◆ **What this task involves**
Repeat every entry below word for word, but leave the pictures out.

[Labeled shape records]
** begin **

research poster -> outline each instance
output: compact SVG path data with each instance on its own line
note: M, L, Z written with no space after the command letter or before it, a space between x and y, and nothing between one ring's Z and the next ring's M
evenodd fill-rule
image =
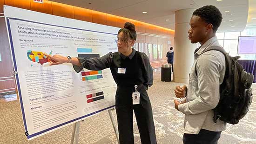
M27 137L31 139L115 106L109 69L77 73L50 66L51 55L99 57L117 51L119 28L4 6Z

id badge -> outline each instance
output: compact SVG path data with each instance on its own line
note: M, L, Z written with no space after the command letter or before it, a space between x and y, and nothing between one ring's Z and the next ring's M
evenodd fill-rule
M126 71L126 68L118 67L117 70L117 73L125 74L125 71Z
M140 92L133 92L133 105L140 104Z
M137 90L138 85L135 85L135 92L133 92L133 105L140 104L140 92Z

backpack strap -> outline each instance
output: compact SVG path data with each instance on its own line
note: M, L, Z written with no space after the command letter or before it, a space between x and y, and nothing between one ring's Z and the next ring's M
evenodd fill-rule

** end **

◆ **Expected answer**
research poster -> outline each instance
output: compact SVG path data with each instance on its own line
note: M, L, Z written with no space after the command letter or before it, a space between x and y, and nothing between one ring's Z and the next ring's M
evenodd fill-rule
image =
M27 137L31 139L115 106L109 69L77 73L50 66L51 55L99 57L117 51L119 28L4 6Z

id badge -> outline each instance
output: compact SVG path data with each instance on its own line
note: M, L, Z written with no space after the command letter or before it, a space between x and y, and nothing between one ring's Z and the next ring's M
evenodd fill-rule
M126 71L126 68L118 67L117 70L117 73L125 74L125 71Z
M140 92L133 92L133 105L140 104Z
M137 90L138 85L135 85L135 92L133 92L133 105L140 104L140 92Z

backpack strap -> outline each instance
output: compact SVG path data with each instance on its own line
note: M, L, Z written with no space after the command letter or before it, a space between x and y, and nothing between one ring's Z and the next ring's M
evenodd fill-rule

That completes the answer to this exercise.